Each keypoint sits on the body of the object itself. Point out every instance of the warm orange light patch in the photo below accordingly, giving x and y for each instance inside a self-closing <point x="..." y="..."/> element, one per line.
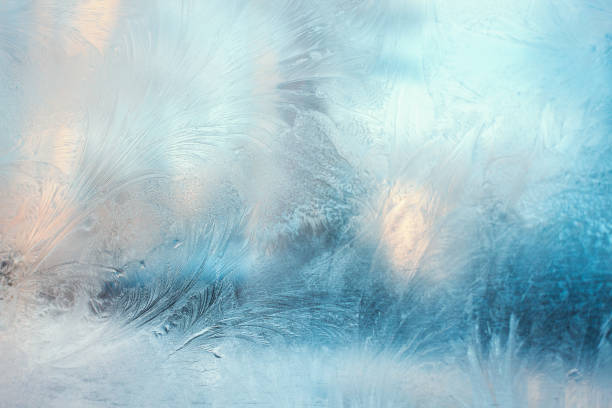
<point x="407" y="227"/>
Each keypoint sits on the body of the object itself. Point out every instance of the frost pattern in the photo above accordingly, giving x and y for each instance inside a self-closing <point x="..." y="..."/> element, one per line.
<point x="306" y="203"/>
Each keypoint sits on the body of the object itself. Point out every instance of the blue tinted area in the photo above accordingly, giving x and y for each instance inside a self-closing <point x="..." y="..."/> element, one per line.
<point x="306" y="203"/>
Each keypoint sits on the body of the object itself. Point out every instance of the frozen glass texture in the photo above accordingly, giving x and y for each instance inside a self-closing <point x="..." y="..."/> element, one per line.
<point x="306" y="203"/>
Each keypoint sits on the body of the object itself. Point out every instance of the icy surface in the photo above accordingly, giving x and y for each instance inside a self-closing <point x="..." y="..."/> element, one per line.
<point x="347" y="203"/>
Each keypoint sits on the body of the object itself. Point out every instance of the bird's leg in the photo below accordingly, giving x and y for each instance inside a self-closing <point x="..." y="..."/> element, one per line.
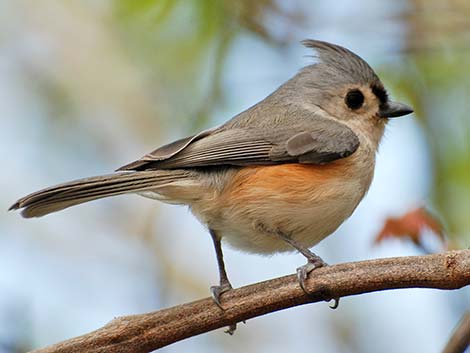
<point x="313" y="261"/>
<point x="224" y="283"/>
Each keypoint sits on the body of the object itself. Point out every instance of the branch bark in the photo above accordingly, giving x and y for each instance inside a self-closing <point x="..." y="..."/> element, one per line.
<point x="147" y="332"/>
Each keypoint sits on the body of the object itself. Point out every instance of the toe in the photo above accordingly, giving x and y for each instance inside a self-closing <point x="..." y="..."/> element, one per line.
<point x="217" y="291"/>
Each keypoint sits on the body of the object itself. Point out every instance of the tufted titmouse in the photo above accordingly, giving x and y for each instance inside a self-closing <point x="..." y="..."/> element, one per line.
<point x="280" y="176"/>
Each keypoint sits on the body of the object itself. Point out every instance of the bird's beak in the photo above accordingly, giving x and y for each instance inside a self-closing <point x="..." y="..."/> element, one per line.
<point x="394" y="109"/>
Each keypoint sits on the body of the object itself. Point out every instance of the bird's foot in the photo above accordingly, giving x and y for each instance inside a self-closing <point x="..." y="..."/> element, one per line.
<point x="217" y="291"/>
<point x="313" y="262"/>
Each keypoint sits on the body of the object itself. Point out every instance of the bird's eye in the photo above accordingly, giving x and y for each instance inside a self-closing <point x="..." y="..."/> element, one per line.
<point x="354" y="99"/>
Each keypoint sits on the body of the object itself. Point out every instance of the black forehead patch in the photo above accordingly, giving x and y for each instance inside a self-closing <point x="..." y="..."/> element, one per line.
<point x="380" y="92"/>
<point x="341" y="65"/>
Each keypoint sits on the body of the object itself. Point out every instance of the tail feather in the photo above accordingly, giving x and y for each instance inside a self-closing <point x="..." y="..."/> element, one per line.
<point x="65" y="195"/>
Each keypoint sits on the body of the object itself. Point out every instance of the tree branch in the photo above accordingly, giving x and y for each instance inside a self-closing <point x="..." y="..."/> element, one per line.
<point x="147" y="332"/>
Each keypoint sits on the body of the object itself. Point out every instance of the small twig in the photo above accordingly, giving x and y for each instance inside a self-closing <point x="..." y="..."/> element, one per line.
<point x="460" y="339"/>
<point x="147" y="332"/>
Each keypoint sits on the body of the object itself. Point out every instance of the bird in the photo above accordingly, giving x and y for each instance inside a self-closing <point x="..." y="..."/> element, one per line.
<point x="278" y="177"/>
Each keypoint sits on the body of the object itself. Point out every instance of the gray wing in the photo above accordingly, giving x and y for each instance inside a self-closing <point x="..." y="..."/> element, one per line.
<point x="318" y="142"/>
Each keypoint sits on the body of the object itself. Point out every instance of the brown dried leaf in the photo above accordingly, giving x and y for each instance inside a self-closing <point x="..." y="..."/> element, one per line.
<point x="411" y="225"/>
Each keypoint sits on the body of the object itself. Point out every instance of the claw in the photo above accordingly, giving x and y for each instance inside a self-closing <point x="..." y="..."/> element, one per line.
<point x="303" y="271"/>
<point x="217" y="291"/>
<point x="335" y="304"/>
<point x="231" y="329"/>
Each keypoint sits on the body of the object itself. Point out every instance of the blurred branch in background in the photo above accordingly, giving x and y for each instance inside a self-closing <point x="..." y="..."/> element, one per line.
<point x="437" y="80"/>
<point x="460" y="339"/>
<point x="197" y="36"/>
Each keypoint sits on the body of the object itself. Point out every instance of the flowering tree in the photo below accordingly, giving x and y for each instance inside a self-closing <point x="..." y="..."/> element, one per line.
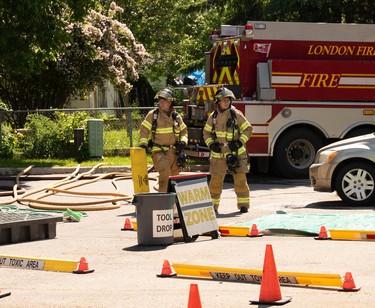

[Aim of the exercise]: Retype exactly the lines from the one containing "the bird in" through the last line of the records above, both included, and leave out any pictures.

[Solution to this exercise]:
Each keypoint sits on the body of the object itself. Point out every instance of the bird in the photo above accordingly, giving x and y for each instance inside a self-closing <point x="..." y="..."/> element, one per line.
<point x="278" y="177"/>
Each keypoint sits on the body of the object itself. Point out every instance of the gray wing in the photo above accordingly, giving x and y for each instance inside a self-closing <point x="..." y="..."/> element, one per line.
<point x="318" y="142"/>
Each keypoint sits on the body of the object itself. Point out every instance of the brown dried leaf in the photo above accordingly, giving x and y for each instance inside a self-closing <point x="..." y="..."/> element, one per line.
<point x="411" y="225"/>
Each keypoint sits on the body of the object itself. Point out every instance of the claw in the photo above accordingly, giving x and y for each instance inside a self-closing <point x="..." y="..."/> element, one per line.
<point x="303" y="271"/>
<point x="217" y="291"/>
<point x="335" y="304"/>
<point x="231" y="329"/>
Each keypoint sits on the body of the object itself. Point out every instance of the blurred branch in background in the photo above accordingly, giving x and y for each instance inside a self-closing <point x="..." y="..."/> element, one per line.
<point x="437" y="80"/>
<point x="460" y="339"/>
<point x="197" y="36"/>
Each keypoint sits on the body of the object itself. Point out every instance of the flowering tree in the photo below accordingly, giving x and y for each instance inside a self-closing <point x="..." y="..."/> element, one per line.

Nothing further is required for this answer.